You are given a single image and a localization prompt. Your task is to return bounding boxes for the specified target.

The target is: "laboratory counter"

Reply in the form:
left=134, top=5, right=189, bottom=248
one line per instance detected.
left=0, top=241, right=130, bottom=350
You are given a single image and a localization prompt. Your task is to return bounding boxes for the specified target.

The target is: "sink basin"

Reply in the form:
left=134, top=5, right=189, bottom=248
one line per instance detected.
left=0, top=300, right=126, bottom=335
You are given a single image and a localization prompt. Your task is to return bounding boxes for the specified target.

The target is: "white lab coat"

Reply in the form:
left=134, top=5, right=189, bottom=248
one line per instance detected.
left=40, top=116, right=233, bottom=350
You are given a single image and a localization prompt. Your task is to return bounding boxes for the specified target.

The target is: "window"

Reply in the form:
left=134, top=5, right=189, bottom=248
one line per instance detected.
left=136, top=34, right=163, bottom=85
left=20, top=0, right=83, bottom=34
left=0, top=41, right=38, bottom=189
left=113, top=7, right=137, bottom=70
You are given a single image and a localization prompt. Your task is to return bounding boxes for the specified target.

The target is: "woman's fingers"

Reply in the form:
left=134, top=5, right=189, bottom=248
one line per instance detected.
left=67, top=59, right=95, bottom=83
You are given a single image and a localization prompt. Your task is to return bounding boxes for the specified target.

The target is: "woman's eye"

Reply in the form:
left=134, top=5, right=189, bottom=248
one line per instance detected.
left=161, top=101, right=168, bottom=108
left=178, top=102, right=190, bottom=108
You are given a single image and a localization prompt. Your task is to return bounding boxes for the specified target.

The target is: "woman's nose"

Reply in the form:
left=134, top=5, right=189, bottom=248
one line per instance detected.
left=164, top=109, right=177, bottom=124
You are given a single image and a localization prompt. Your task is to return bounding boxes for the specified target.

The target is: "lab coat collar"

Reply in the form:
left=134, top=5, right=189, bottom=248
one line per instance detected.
******
**Instructions for the task**
Rewrite all of the records above, replacing every "target" with "object" and leaving everything else as it is.

**Output of the exercise**
You are given a single image and a localization prompt. Your task is to return bounding boxes for the specified object.

The object is: "laboratory counter"

Reply in the form:
left=134, top=5, right=189, bottom=248
one line per instance detected.
left=0, top=241, right=130, bottom=350
You are given a single image and a localization prompt. Your task is to return bounding boxes for the specified object.

The object is: "sink basin"

Reply in the form:
left=134, top=5, right=189, bottom=248
one line per instance detected.
left=0, top=300, right=126, bottom=335
You are given a single image and a localization prompt. Your task is to return bounding boxes for the specified object.

The object is: "white lab coat"

Reply in the form:
left=134, top=5, right=189, bottom=248
one line per instance detected.
left=40, top=116, right=233, bottom=350
You are given a single image and a localization prompt. Your task is to return bounding boxes for the specified object.

The object is: "window"

Reply in the form:
left=134, top=5, right=189, bottom=248
one line per instance detected.
left=136, top=34, right=163, bottom=85
left=20, top=0, right=83, bottom=34
left=0, top=41, right=38, bottom=189
left=113, top=7, right=137, bottom=70
You are given a single image and a localization prompt. Your task is to return bounding boxes for the specified object.

The object is: "woman's fingers"

Reply in the form:
left=134, top=5, right=189, bottom=248
one line per instance detected.
left=67, top=59, right=95, bottom=83
You are given a single image and a localization prompt. Your task is to return bounding boxes for the specified object.

The object is: "woman's eye"

Reply in the form:
left=134, top=5, right=189, bottom=248
one line per instance detected.
left=161, top=101, right=168, bottom=108
left=178, top=102, right=190, bottom=108
You are given a single image and a localization prompt. Your task is to return bounding boxes for the specified object.

The object is: "woman's nose"

Reply in the form:
left=134, top=5, right=189, bottom=248
one line per instance detected.
left=164, top=109, right=177, bottom=124
You are given a single image and a localization prompt. Your task is to return bounding boxes for the specified object.

The object is: "lab coat collar"

Reply in the form:
left=134, top=5, right=189, bottom=248
one line per instance detected.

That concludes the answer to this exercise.